Reproduce the material below line for line without altering anything, but omit the picture.

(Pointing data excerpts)
******

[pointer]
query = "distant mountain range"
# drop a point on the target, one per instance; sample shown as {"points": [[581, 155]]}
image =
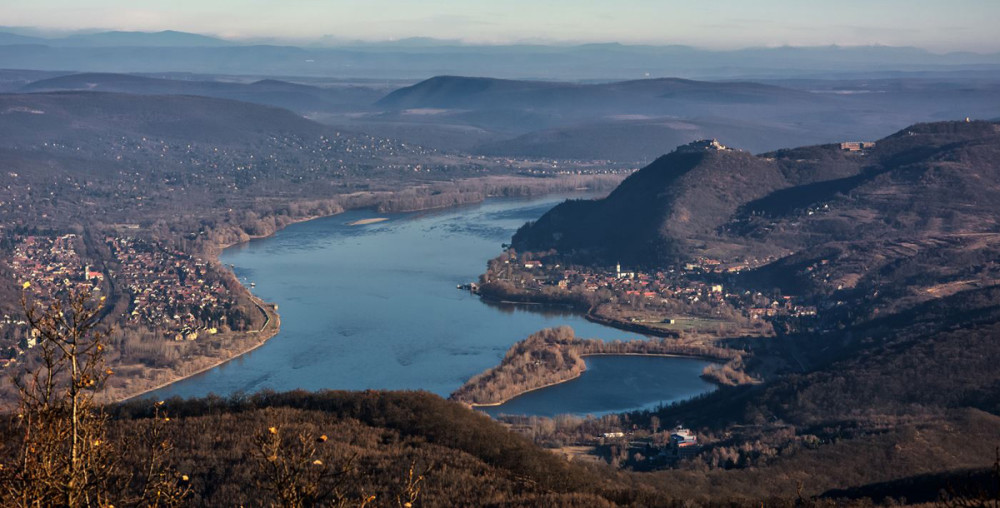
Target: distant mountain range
{"points": [[166, 38], [624, 121], [420, 58], [936, 180], [300, 98]]}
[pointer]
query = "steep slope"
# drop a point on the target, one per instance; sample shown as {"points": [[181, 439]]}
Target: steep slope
{"points": [[660, 213], [929, 179]]}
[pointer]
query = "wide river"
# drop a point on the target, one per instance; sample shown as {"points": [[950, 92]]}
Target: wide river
{"points": [[376, 307]]}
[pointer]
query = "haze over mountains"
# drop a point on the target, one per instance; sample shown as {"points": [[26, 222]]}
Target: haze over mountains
{"points": [[624, 121], [418, 58]]}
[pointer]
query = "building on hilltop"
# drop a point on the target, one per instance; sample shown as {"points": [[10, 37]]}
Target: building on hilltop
{"points": [[856, 146], [703, 145]]}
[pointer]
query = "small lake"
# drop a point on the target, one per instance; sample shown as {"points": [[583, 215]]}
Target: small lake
{"points": [[375, 306]]}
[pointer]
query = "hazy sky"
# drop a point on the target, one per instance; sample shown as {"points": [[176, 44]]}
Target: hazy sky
{"points": [[932, 24]]}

******

» PROBLEM SOLUTION:
[pointer]
query = "distant mountain range"
# drop a point on the target, one per instance; sample shown as {"points": [[581, 155]]}
image =
Target: distant mountain range
{"points": [[166, 38], [624, 121], [420, 58], [936, 180], [300, 98]]}
[pointer]
query = "steep slope"
# drop a point on the target, one per instance; sample shown as {"points": [[181, 439]]}
Target: steep slope
{"points": [[660, 213], [929, 179]]}
[pointer]
query = "wide river"
# drop a point on the target, one per instance; sample shown as {"points": [[950, 92]]}
Target: wide river
{"points": [[376, 307]]}
[pointer]
query = "haze over mountains"
# drop a point on the target, one per instance; sample shown as {"points": [[26, 222]]}
Target: haze over mountains
{"points": [[624, 121], [418, 58]]}
[pointer]
query = "building on hilltop"
# drop a point on the target, one per instance; sample shown as {"points": [[10, 37]]}
Target: building on hilltop
{"points": [[856, 146], [703, 145]]}
[pointer]
query = "small lake"
# drop a point on the target, one per instance; sample shown as {"points": [[583, 215]]}
Target: small lake
{"points": [[375, 306]]}
[pointer]
query = "hazy sky"
# drop a point on the target, one per instance; sample shown as {"points": [[176, 44]]}
Target: hazy sky
{"points": [[932, 24]]}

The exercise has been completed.